[Task prompt] Print the records below exactly as they appear.

┄┄┄┄┄┄

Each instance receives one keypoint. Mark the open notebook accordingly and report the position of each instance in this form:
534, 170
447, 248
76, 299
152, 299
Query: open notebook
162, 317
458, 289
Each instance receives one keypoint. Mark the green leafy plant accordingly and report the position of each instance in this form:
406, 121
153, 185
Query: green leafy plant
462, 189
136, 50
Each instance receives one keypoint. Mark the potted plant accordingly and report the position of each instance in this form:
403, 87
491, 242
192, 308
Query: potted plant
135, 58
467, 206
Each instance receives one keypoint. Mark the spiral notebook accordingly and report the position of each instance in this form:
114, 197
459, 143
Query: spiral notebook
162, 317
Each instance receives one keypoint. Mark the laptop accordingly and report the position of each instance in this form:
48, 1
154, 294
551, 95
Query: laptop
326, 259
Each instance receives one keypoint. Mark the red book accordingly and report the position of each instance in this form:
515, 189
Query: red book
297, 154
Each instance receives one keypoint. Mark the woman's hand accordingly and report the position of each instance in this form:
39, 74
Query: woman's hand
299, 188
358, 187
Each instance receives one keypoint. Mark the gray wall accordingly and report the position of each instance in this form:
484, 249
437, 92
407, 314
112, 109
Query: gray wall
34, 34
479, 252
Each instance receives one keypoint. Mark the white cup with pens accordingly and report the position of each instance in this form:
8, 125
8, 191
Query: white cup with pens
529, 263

┄┄┄┄┄┄

[Answer for this exercise]
Each instance receives one keypoint. Mark the open notebook accordingly and report the position of each instance in this form:
534, 170
447, 248
76, 299
152, 299
Query: open notebook
162, 317
458, 289
Each instance receives one keypoint. Mark the green leafy plant accordingly and report the position of each instance in this form:
406, 121
153, 185
Query: green leafy plant
462, 189
136, 50
Each instance receives one keypoint. Mark the potted plant accordingly and report the position of each instance in this form:
403, 87
491, 242
192, 308
Query: potted plant
135, 58
467, 206
Each instance receives one keypoint. Mark the spiral notebook accordingly and report the position of each instance in this form:
114, 197
459, 143
Query: spiral notebook
162, 317
Each instance receives one keypoint. Mark the laptop accordingly and report the position of each instance in this form:
48, 1
154, 294
551, 95
Query: laptop
326, 259
Each instance receives one keypoint. Mark the red book accordingly and report the position of each instance in this form:
515, 189
Query: red book
297, 154
Each instance receives one keypoint. Mark the woman's hand accordingly and report the position of each instance in this form:
39, 74
Query: woman's hand
299, 188
358, 187
Each instance receives one keypoint. Mark the gray wall accordingly and report the position of each instance in this form:
484, 249
437, 92
407, 314
112, 109
Query: gray wall
34, 34
479, 252
Each instance receives one keypoint. Mark the white cup with pens accordingly and report the position of each instance in this form:
8, 125
8, 191
Query: white cup with pens
529, 263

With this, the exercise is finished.